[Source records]
..............................
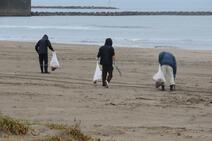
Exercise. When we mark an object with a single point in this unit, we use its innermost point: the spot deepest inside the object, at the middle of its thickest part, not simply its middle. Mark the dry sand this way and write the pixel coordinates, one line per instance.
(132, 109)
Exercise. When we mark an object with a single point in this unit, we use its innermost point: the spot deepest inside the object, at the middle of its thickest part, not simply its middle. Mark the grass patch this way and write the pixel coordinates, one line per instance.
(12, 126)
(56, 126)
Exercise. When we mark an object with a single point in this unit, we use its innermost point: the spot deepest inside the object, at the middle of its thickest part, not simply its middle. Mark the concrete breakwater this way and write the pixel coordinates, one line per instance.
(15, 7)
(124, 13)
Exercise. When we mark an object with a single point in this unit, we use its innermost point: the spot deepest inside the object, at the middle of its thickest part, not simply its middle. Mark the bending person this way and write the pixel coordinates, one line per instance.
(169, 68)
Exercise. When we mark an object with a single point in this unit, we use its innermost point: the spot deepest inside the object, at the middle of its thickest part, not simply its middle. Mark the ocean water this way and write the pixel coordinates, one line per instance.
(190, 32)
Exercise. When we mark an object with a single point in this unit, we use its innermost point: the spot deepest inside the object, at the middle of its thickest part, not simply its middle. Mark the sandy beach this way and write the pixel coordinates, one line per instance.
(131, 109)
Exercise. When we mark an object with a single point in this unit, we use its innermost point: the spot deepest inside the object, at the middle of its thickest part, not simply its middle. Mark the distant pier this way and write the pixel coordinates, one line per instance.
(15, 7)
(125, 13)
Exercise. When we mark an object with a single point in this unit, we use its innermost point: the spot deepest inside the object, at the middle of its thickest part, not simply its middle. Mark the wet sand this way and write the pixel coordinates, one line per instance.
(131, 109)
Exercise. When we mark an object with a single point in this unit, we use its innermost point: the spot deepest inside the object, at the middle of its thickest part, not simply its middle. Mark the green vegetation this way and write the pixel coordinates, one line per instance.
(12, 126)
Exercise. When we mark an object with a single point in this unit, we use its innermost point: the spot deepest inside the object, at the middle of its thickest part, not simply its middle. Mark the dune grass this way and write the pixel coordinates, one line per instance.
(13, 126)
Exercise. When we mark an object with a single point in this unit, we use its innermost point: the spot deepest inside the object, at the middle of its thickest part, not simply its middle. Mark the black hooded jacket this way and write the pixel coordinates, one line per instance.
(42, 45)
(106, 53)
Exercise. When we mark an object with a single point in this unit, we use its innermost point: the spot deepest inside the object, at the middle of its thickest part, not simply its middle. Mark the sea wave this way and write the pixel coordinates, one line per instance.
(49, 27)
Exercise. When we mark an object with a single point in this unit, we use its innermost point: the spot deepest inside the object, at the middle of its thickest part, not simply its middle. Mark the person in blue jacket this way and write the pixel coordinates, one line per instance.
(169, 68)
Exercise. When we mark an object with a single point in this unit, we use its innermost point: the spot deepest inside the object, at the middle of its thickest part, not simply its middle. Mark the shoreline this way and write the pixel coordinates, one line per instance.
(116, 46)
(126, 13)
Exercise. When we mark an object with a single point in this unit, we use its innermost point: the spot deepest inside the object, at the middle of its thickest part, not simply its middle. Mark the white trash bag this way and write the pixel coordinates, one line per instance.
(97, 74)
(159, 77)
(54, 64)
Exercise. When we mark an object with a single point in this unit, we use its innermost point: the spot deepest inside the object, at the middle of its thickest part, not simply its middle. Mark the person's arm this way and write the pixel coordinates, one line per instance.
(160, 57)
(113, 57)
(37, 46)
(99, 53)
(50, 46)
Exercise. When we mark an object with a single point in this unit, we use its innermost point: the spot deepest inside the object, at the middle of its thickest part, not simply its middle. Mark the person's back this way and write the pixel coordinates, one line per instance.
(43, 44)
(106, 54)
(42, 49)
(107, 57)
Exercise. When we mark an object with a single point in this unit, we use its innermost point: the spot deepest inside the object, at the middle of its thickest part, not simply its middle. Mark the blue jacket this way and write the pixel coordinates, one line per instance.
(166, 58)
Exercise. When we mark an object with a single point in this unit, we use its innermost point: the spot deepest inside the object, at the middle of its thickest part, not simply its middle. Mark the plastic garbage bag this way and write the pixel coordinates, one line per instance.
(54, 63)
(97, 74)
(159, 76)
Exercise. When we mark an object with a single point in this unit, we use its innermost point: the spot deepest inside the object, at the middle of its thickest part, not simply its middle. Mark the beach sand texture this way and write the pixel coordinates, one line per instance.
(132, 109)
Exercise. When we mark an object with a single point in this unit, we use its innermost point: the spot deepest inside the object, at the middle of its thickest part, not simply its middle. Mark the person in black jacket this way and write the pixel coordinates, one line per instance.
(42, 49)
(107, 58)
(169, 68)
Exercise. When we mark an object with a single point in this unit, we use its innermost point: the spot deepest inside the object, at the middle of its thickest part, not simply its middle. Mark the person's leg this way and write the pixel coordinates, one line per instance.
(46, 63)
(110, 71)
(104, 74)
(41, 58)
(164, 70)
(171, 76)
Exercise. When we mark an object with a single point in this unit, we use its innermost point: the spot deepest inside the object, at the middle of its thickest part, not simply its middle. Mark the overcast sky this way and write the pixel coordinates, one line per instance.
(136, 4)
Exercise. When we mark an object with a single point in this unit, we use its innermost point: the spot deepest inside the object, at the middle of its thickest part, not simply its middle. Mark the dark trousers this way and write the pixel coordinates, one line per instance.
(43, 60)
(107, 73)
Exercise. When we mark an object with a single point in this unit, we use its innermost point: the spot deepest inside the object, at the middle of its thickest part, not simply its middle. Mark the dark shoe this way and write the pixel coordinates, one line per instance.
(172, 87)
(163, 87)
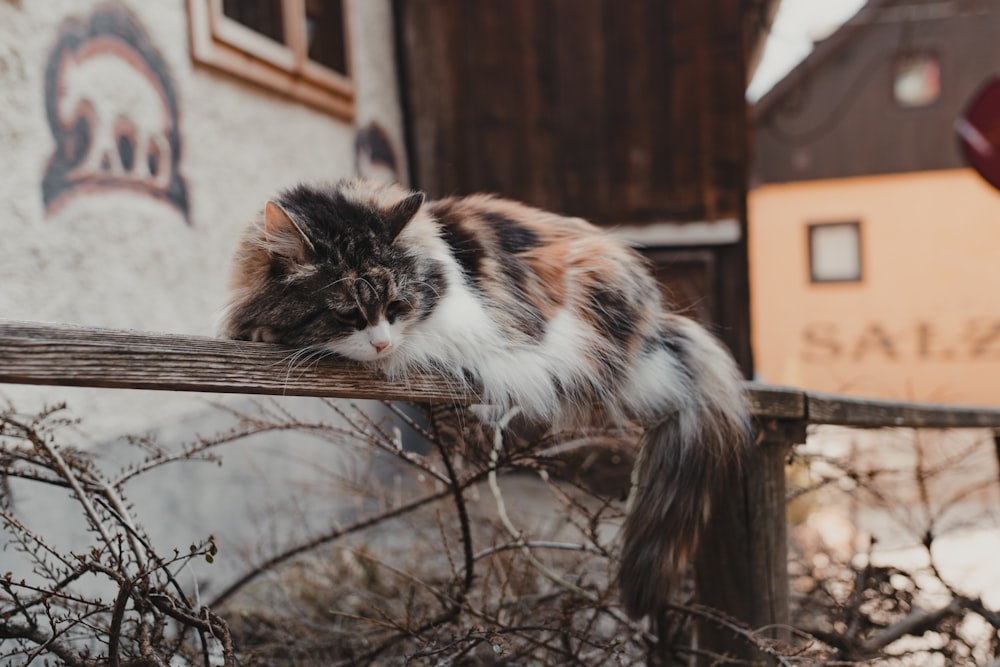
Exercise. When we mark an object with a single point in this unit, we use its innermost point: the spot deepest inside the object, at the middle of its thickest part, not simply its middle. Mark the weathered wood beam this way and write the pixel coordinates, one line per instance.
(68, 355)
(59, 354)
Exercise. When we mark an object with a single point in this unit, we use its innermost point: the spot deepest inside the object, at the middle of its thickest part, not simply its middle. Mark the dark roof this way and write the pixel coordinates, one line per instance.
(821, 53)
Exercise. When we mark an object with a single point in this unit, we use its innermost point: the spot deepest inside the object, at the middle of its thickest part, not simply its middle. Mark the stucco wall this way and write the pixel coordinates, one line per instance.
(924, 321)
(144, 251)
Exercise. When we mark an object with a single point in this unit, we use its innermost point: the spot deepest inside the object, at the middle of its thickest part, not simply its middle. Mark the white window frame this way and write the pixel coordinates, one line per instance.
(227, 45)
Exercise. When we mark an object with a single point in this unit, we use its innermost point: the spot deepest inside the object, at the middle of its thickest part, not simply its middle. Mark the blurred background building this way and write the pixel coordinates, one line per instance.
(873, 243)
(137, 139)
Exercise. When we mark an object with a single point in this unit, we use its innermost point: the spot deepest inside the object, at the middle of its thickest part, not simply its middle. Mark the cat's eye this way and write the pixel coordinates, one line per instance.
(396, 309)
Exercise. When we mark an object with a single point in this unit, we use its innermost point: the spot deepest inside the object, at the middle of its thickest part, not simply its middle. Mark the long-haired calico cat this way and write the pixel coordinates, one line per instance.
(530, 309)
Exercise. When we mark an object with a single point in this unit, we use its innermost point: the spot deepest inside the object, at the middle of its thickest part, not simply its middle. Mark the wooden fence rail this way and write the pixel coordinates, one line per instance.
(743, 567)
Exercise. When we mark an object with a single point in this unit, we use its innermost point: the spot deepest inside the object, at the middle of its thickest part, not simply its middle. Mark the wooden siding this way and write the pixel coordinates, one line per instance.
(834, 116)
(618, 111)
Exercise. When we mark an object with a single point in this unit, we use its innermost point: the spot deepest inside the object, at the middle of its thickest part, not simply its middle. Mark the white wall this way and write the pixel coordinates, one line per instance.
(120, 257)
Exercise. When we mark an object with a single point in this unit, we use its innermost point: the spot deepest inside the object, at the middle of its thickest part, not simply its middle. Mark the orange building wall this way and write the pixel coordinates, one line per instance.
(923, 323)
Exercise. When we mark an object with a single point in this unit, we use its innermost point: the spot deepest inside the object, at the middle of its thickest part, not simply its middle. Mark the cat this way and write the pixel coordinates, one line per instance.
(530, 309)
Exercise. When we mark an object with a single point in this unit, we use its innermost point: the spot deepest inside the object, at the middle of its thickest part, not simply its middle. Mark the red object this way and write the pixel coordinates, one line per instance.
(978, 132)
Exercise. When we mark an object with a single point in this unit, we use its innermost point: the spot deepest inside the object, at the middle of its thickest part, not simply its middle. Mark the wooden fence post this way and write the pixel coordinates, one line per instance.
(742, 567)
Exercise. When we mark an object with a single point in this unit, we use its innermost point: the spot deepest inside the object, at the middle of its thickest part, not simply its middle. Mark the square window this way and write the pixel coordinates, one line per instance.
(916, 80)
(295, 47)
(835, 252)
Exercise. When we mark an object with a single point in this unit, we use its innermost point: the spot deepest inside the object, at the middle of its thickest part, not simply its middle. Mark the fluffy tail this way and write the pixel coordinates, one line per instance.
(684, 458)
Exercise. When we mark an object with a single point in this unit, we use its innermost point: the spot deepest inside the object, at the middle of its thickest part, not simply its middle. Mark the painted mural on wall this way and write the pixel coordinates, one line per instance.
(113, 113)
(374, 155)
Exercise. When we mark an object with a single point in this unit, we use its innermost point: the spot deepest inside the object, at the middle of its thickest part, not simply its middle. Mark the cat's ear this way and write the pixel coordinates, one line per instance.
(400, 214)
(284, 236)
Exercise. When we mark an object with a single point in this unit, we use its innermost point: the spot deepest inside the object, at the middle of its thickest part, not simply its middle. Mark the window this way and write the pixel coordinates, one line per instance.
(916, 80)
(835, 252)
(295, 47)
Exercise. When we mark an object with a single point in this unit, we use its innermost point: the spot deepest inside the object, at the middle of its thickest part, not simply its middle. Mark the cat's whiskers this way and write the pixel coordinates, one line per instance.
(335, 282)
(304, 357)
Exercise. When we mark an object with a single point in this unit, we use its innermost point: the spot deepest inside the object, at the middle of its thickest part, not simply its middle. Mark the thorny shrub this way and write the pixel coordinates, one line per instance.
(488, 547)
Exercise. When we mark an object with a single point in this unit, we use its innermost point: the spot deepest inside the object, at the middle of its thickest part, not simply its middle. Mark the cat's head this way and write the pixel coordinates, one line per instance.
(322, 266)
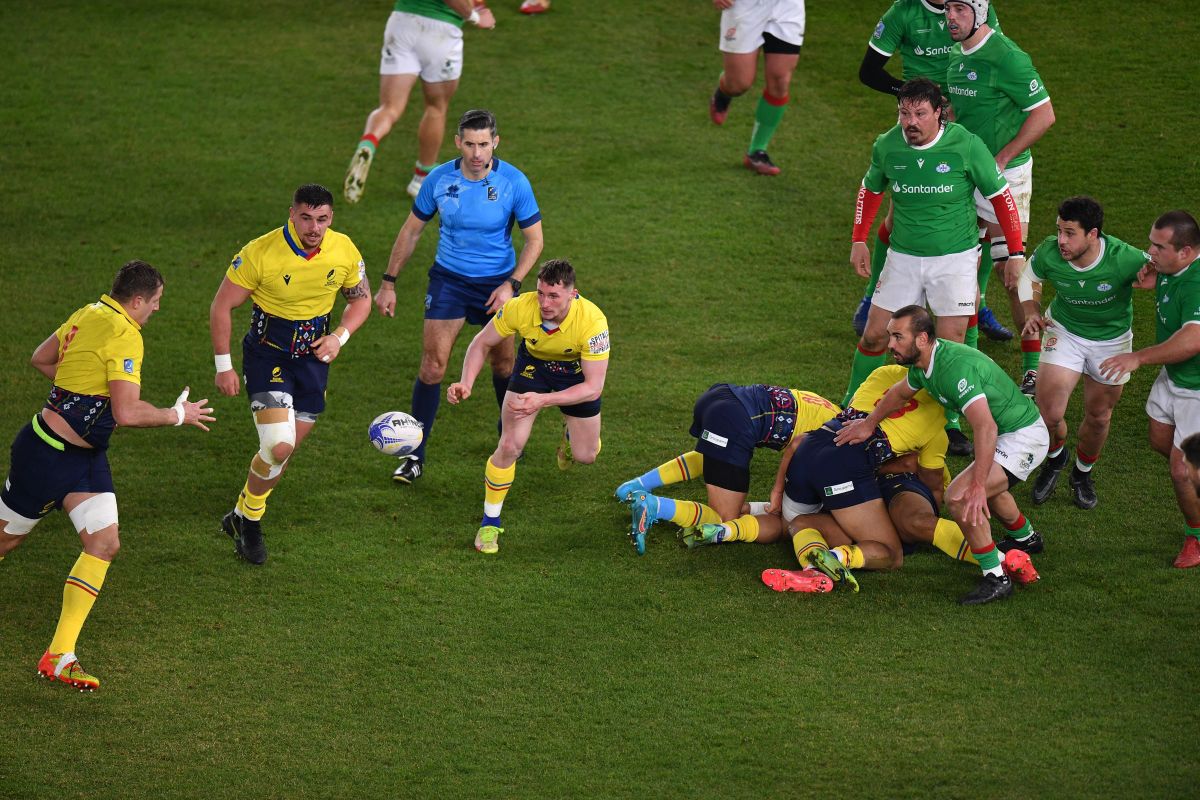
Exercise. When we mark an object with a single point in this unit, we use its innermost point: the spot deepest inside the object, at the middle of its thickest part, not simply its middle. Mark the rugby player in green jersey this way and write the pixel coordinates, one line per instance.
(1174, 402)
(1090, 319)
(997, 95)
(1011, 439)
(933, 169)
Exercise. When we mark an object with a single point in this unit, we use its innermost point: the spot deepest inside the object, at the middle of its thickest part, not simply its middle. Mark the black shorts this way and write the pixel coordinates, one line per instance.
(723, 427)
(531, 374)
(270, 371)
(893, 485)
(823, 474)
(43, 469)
..............................
• _Exercise requirements_
Repeat the line containing "the cat's head" and every line after it up to the end of the material above, exactly as they stand, minus the pictures.

• _Problem solution_
Exercise. When we mark an object with a single point in this unit, we use its innermost point: the spot deepest inside the object, at the middle of its thickest part, not simply its middle. Mark the cat's head this way and write the pixel coordinates, one line per instance.
(322, 266)
Exercise. When we mark an object with a single point in this unit, we use its innermost point: the spot deepest inside the object, at the middle of its thickest part, not simply its middle. Mark the rugby player in green jersey this way and write the pixel coordinates, one line per instance.
(1174, 402)
(1090, 319)
(997, 95)
(1011, 439)
(933, 169)
Exercise. When we mark an object with a single point in this unit, we use its innermost point: the spot deepest inside the object, at the middle of its thickest part, not simply its middle. Mark the black shorts this way and write the pixel coordinates, one line per instance.
(723, 427)
(531, 374)
(270, 371)
(893, 485)
(823, 474)
(43, 469)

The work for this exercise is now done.